You are viewing a plain text version of this content. The canonical link for it is here.
Posted to users@kafka.apache.org by Ron Crocker <rc...@newrelic.com> on 2016/10/04 23:33:55 UTC

Applying "single queue multi server" semantics to a Kafka topic

TL;DR: Any experience with overlaying a “single queue multi server” facade onto a Kafka topic?

(I’m new to the list and I tried searching for an answer prior to spamming everyone with this idea - sorry if I missed the answer in that search —ron)

I'm curious if anyone has run into (and solved) a similar problem to one that I'm currently seeing. 

We are using Kafka in a very straightforward fashion: a pool of producers that pump messages into a topic (with say 40 partitions) with a uniform distribution of messages across partitions with a pool of (say 20) uniformly configured consumers. All of the messages (and the work associated with processing a message) is independent and fungible: there is no need for a particular message to be processed by a particular consumer.

■ Extracted data:

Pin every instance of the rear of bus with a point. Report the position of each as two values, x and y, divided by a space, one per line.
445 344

---

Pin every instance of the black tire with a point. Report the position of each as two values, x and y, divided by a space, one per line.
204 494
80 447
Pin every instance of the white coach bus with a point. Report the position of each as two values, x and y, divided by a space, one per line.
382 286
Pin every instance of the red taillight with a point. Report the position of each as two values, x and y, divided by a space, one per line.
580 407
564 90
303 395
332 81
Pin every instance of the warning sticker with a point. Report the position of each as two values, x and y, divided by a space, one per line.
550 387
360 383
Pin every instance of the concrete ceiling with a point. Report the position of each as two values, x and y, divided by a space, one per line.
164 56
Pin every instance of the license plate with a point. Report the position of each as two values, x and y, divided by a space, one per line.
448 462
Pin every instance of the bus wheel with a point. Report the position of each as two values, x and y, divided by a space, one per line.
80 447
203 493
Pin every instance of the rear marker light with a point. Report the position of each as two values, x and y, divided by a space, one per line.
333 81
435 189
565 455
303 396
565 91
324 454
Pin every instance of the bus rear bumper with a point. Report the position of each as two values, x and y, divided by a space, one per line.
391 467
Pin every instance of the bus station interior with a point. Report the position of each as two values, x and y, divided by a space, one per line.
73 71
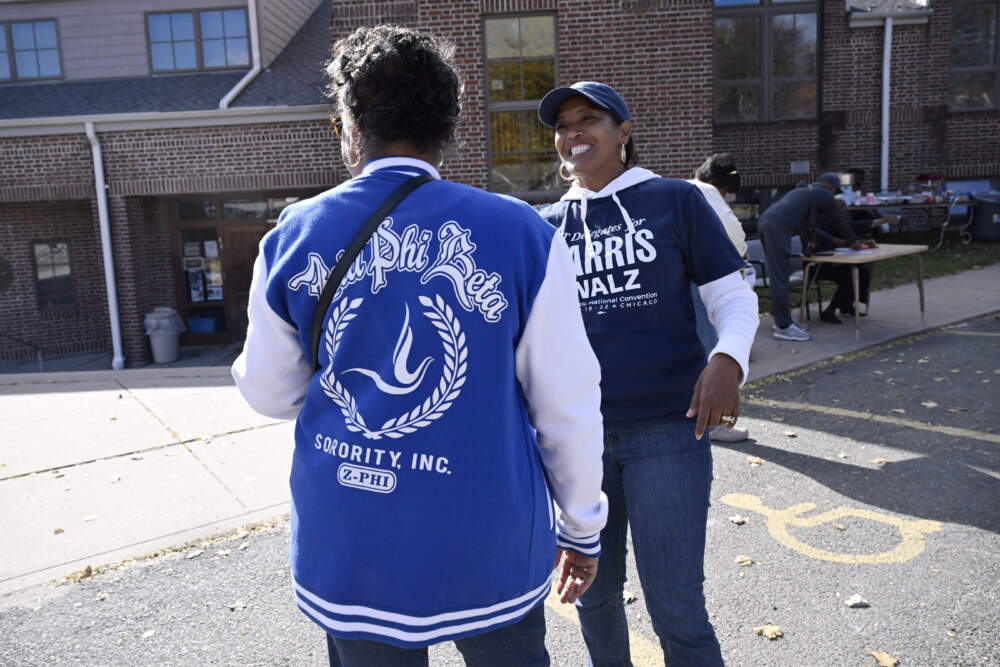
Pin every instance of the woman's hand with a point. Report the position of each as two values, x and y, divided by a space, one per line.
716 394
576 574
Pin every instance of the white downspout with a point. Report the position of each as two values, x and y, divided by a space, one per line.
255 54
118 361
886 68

■ Your tasks:
1) In the Kafka mailing list post, how many partitions does the example topic have?
2) Continue the Kafka mailing list post from its last sentence.

■ Task-by-task results:
1) 40

2)
When everything is happy, these uniformly configured consumers process all the messages. When things are sad, and in particular when some subset of consumers are performing poorly, they lag on their assigned partitions. And none of the other consumers, but particularly the ones that are still just chugging along, can help.

But none of this is Kafka’s fault - all of this is both well understood and intentional in the design of Kafka. The work is partitioned and it is the responsibility of the consumers to keep up. My concern, though, is that there isn’t very much I can do about it when it (it == laggy consumer) happens. In particular, I see a handful of actions that I could take:
a) I can add more consumers (to say 40, 1 per partition). But this is insufficient - it doesn’t resolve the problem when a consumer can’t keep up with 1 partition.
b) I can [statically] configure how many partitions to assign to a consumer. This is insufficient, same reason as above.
c) I can ensure that my consumers have sufficient capability to process at least 1 partition - this is a nice thought, but my consumers’ performance are often influenced external factors (e.g., database slowdowns) that impact their ability to consume and are difficult to predict ahead of time; further, these external factors tend to impact certain consumers more than others.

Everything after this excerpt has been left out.